» Given problem:
Switch "top-left corner" to "upper-left corner" throughout the listing below and reproduce it with nothing else changed.

(Region labeling listing)
— start —
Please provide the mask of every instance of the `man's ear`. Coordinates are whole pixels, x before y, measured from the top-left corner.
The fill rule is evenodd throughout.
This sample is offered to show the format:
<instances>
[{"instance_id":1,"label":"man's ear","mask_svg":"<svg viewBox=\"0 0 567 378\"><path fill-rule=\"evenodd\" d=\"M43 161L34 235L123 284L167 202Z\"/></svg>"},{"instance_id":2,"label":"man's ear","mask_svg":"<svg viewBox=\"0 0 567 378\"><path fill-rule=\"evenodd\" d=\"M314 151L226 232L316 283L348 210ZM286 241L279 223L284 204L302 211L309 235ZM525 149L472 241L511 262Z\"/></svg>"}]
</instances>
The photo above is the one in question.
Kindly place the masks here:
— end —
» Task solution:
Please provide the mask of every instance of the `man's ear`. Coordinates are whole pixels, x before y, measured from the upper-left corner.
The fill rule is evenodd throughout.
This sample is offered to show the format:
<instances>
[{"instance_id":1,"label":"man's ear","mask_svg":"<svg viewBox=\"0 0 567 378\"><path fill-rule=\"evenodd\" d=\"M43 161L34 235L123 284L167 202Z\"/></svg>"},{"instance_id":2,"label":"man's ear","mask_svg":"<svg viewBox=\"0 0 567 378\"><path fill-rule=\"evenodd\" d=\"M314 151L226 232L316 283L348 210ZM286 241L279 223L284 204L302 211L309 235ZM525 149L472 241L511 262Z\"/></svg>"}]
</instances>
The photo above is the one in question.
Kindly place the masks here:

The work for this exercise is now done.